▶ [Your tasks]:
1. Copy the reproductive justice piece word for word, starting with "Such well-intentioned, off" and going on through "our own biases.".
2. List the categorical identifiers that the reproductive justice piece names in parentheses.

▶ [Text provided]:

■ ■ ■ ■ ■ ■ ■

On June 1st, 2017, a team of CREATE graduates presented a poster at the Rodnick Colloquium on the ‘Race and Reproductive Justice’ workshop held in 2016. This piece has been abbreviated for purposes of publishing in the Beyond Training Blog. For the original version, including citations, click here.
Race and Reproductive Justice:
An argument for focused advocacy and implicit bias training in reproductive health curriculum
As a resident physician, I recall seeing a young Latina mother of 6 children for a second trimester prenatal visit. I checked in with my supervising physician before letting the patient go, and he said, as we were finishing up, “so, is she getting an IUD or a tubal after this delivery? See what you can do to convince her.”
Such well-intentioned, off handed, but woefully biased comments shaped many facets of my medical training. While believing that my attendings, now colleagues, are among the best patient advocates you will find, I also recognize the ways our biases seep into our work, and shape our care. As physicians, we are taught to present patients with multiple categorical identifiers (age, race, gender, etc.), and while attempting to locate a patient in a base of evidence, medical training itself may inadvertently reinforce biases. If we hope to offer truly non- prejudiced and equal care, we can start by identifying, exploring, and unpacking our own biases.

■ ■ ■ ■ ■ ■ ■

▶ [Information]:
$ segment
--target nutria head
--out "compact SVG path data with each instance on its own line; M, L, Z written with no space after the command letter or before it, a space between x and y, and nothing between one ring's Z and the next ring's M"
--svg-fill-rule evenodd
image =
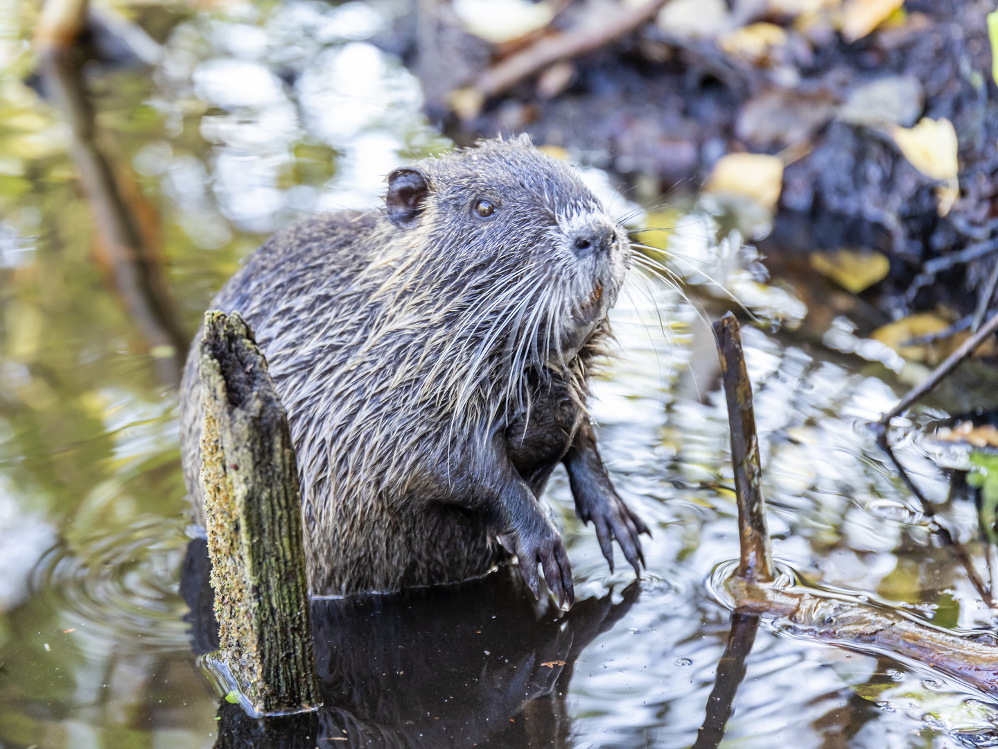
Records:
M625 230L573 167L526 137L396 169L385 204L398 241L432 266L434 284L462 278L480 290L469 312L510 337L513 373L578 354L630 263Z

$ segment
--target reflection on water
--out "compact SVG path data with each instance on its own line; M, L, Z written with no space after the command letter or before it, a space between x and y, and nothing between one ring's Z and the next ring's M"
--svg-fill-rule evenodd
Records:
M199 670L192 645L203 649L207 635L185 621L178 592L189 536L176 398L93 262L65 124L23 82L32 8L0 13L0 745L210 747L240 715ZM419 114L416 80L377 46L396 11L141 5L133 12L153 37L143 48L158 59L152 70L127 60L84 69L104 152L158 211L188 330L264 234L303 213L374 205L388 170L446 146ZM605 175L589 179L607 189ZM705 299L724 299L715 282L736 289L768 331L743 336L776 557L806 584L869 591L941 626L993 628L866 429L893 404L903 368L841 321L828 348L788 333L806 311L760 283L740 248L765 222L749 217L736 235L713 210L702 202L674 216L675 231L654 244L685 253L673 267ZM411 619L387 600L330 603L339 608L315 622L325 686L339 701L306 739L346 730L351 746L697 740L731 627L705 586L737 554L727 415L697 311L658 282L632 282L593 414L621 494L653 525L640 596L627 565L608 574L559 469L549 497L576 609L534 606L508 589L515 576L500 575ZM899 456L970 537L973 509L948 498L925 446L903 439ZM492 615L503 629L490 631ZM344 624L365 617L367 630ZM478 637L500 645L476 652ZM723 745L993 741L993 712L973 693L889 658L763 623L745 667Z

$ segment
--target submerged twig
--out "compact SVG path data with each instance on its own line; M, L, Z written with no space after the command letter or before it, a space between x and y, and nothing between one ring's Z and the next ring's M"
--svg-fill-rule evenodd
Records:
M728 645L718 663L718 676L707 699L704 725L697 732L697 742L692 749L717 749L725 738L725 726L732 717L735 695L746 677L746 658L755 644L757 629L758 614L732 613Z
M995 320L998 321L998 318ZM998 326L998 323L995 325ZM731 605L742 613L775 615L779 617L778 625L802 634L858 650L908 658L960 678L986 692L998 691L998 647L994 645L933 627L858 597L817 594L799 586L777 587L771 582L771 571L765 579L745 573L747 566L748 570L762 566L759 559L763 552L754 551L753 554L753 549L761 546L765 553L768 552L768 538L762 544L758 537L765 533L765 504L757 492L760 479L757 455L754 463L746 457L757 450L757 437L754 420L748 417L751 414L751 391L744 374L745 359L738 339L738 321L729 314L715 324L715 330L722 348L725 388L729 408L732 409L729 418L732 422L733 452L744 449L740 455L745 464L750 465L749 470L754 471L750 475L751 480L746 480L746 477L739 480L740 466L736 463L742 563L739 573L726 582ZM743 374L742 377L739 378L736 373ZM746 446L737 447L736 439ZM743 511L743 507L747 511Z
M915 336L907 341L902 341L900 347L902 349L907 349L913 346L925 346L926 344L934 344L936 341L943 341L948 339L950 336L955 336L958 333L963 333L971 324L974 322L973 315L967 315L964 318L960 318L953 325L943 328L941 331L933 331L932 333L926 333L924 336Z
M774 614L777 626L859 650L900 656L998 691L998 647L933 627L890 609L799 587L779 589L740 577L728 583L739 611Z
M981 328L977 333L971 336L969 339L964 341L960 347L954 351L946 361L939 365L928 377L925 378L920 385L913 387L907 395L905 395L901 400L891 408L889 411L880 416L880 419L873 425L876 432L876 442L880 446L890 461L897 468L898 474L901 476L901 480L904 481L908 490L915 495L922 507L922 512L929 519L930 529L936 536L947 546L953 548L954 553L960 560L964 569L967 571L967 579L977 590L978 595L981 596L981 600L988 606L994 607L994 598L992 591L984 583L983 578L977 572L977 568L974 566L973 560L970 558L970 553L963 546L963 544L956 541L949 530L940 525L935 520L935 507L932 505L926 496L919 490L915 482L911 480L908 476L908 472L901 465L901 462L897 459L894 454L893 449L891 449L890 444L887 442L887 428L890 426L891 420L907 410L913 403L917 402L919 399L925 397L929 392L931 392L935 387L951 373L957 368L957 366L967 359L971 354L973 354L978 347L980 347L991 335L998 331L998 315L993 316L988 322Z
M96 254L111 277L125 309L149 346L160 377L180 383L190 338L180 324L177 305L153 232L143 231L142 216L152 214L131 175L116 169L98 146L93 106L83 78L83 62L74 47L83 28L87 3L49 0L35 35L46 93L62 114L70 133L70 156L89 204L96 234ZM146 227L148 229L148 227Z
M739 501L739 531L742 560L739 574L747 579L772 580L772 551L769 529L765 524L765 499L762 497L762 469L755 435L751 382L742 351L739 321L728 313L714 324L721 356L721 372L728 398L728 422L732 428L732 465Z
M946 375L956 369L957 365L977 351L978 347L987 341L988 337L995 331L998 331L998 315L991 318L983 328L960 344L960 347L955 352L950 354L946 358L945 362L933 370L921 384L917 387L912 387L908 394L902 397L897 405L880 416L880 419L875 424L878 438L886 432L887 426L890 425L892 418L900 415L913 403L917 402L934 390L936 386L943 379L945 379Z

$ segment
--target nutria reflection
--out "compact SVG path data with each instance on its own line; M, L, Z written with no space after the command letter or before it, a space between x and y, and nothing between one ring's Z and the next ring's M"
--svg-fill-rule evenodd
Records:
M218 645L203 539L181 590L195 652ZM638 599L632 583L562 613L535 601L516 568L453 586L312 601L318 715L256 721L222 702L217 747L571 745L572 666Z

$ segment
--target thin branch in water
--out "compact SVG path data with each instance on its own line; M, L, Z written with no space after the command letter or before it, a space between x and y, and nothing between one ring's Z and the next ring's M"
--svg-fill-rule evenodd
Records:
M955 352L950 354L946 361L939 365L932 373L925 378L920 385L913 387L907 395L905 395L901 400L891 408L889 411L880 416L880 419L874 424L874 428L877 432L877 437L886 432L887 427L890 425L891 419L895 416L899 416L901 413L906 411L912 404L920 400L929 394L936 386L946 378L946 376L956 369L963 360L970 357L977 349L983 344L987 339L998 331L998 315L991 318L983 328L981 328L977 333L971 336L969 339L964 341L960 348Z
M732 717L732 707L739 686L746 677L746 657L755 644L758 614L732 612L732 629L728 633L725 654L718 663L718 675L711 696L707 698L704 725L697 731L692 749L717 749L725 738L725 726Z
M765 522L755 412L738 319L728 313L714 324L714 335L718 339L721 373L728 398L728 422L732 428L732 465L735 467L742 550L739 576L757 582L771 582L772 550Z

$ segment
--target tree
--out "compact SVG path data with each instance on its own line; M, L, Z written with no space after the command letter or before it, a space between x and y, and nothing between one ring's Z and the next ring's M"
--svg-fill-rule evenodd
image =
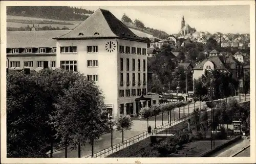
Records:
M155 128L157 126L157 115L159 114L160 109L158 105L153 105L151 106L152 116L155 116Z
M117 120L117 131L122 131L122 142L123 143L123 131L132 129L133 121L129 115L122 116Z
M208 120L209 119L209 116L208 116L208 112L207 112L207 108L206 106L204 106L203 110L205 112L203 113L202 116L200 117L200 120L201 129L205 132L205 136L206 136L208 128Z
M7 75L7 157L42 157L49 151L51 131L48 96L34 76L16 72Z
M132 19L129 17L125 13L123 13L123 16L122 17L121 20L122 21L124 21L125 22L128 23L132 23L133 22L133 21Z
M151 108L149 107L142 107L139 112L139 115L141 116L143 118L147 119L147 128L148 127L148 119L152 115Z
M139 20L135 19L134 21L134 24L139 28L144 29L145 28L145 25L142 22Z
M78 80L64 91L63 96L59 97L54 104L57 110L51 119L57 131L56 137L61 139L60 144L70 145L71 149L75 149L78 145L84 145L87 140L93 142L99 138L108 126L108 120L101 117L104 104L102 92L83 74L71 72L71 75L79 77Z

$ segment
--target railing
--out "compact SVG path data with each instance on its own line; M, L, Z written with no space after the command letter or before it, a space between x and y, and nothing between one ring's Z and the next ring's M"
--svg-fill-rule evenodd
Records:
M248 96L248 97L249 97ZM238 98L236 98L236 99L238 99L238 101L239 102L239 97ZM240 103L246 102L246 101L250 101L250 97L247 97L246 98L243 98L241 99L241 101L240 102ZM188 104L187 107L185 107L185 106L183 107L178 107L174 110L172 110L172 111L170 111L169 112L179 112L179 117L177 118L174 118L174 119L173 120L171 120L171 121L168 122L165 124L163 124L160 126L158 126L156 127L155 129L153 129L152 131L154 130L156 130L155 131L159 132L160 132L162 130L162 131L164 131L165 129L166 129L168 128L170 128L173 125L176 125L180 122L182 122L184 121L185 121L189 118L191 118L193 115L193 110L194 108L199 108L199 111L201 111L201 109L202 108L202 107L204 106L204 105L205 105L205 102L202 102L200 105L190 105ZM189 109L190 111L189 111ZM189 113L185 115L184 111L185 110L188 110ZM207 111L209 111L209 110L207 110ZM183 112L183 116L182 115L182 112ZM165 114L166 114L165 113ZM160 114L161 115L161 114ZM155 116L153 116L155 117ZM173 118L173 117L172 117ZM172 130L170 131L172 131ZM134 136L133 136L127 140L126 140L124 141L123 143L120 143L119 144L116 144L115 145L113 145L113 147L109 147L104 149L103 149L102 150L101 150L99 152L97 152L93 154L93 157L105 157L108 155L109 155L111 154L112 153L117 152L123 148L124 148L127 146L129 146L136 142L139 142L139 141L141 140L143 140L144 139L147 138L150 136L150 134L148 133L147 131L145 131L139 134L138 134L137 135L135 135ZM54 152L58 151L55 151ZM91 157L92 156L91 155L89 155L87 156L86 157Z

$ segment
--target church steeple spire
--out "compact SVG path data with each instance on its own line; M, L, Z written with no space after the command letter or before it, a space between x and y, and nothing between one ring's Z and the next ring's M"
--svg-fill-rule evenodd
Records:
M185 26L185 20L184 19L184 15L182 15L182 20L181 21L181 30L182 28Z

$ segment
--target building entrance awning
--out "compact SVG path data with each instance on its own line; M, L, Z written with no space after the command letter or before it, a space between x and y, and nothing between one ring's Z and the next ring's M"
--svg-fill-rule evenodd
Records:
M148 101L151 100L152 99L151 98L147 98L143 96L142 95L141 97L135 99L135 101Z

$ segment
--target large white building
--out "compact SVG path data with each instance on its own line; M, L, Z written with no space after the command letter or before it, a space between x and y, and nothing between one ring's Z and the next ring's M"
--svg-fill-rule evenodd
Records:
M7 65L83 73L102 90L106 108L116 118L158 103L158 95L147 94L146 42L99 9L72 31L7 32Z
M98 9L54 39L56 67L83 73L96 81L114 117L138 114L143 105L158 103L158 95L147 95L147 41L109 11Z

■ ■ ■ ■ ■ ■ ■

▶ [Answers]:
1.
Such well-intentioned, off handed, but woefully biased comments shaped many facets of my medical training. While believing that my attendings, now colleagues, are among the best patient advocates you will find, I also recognize the ways our biases seep into our work, and shape our care. As physicians, we are taught to present patients with multiple categorical identifiers (age, race, gender, etc.), and while attempting to locate a patient in a base of evidence, medical training itself may inadvertently reinforce biases. If we hope to offer truly non- prejudiced and equal care, we can start by identifying, exploring, and unpacking our own biases.

2. age, race, gender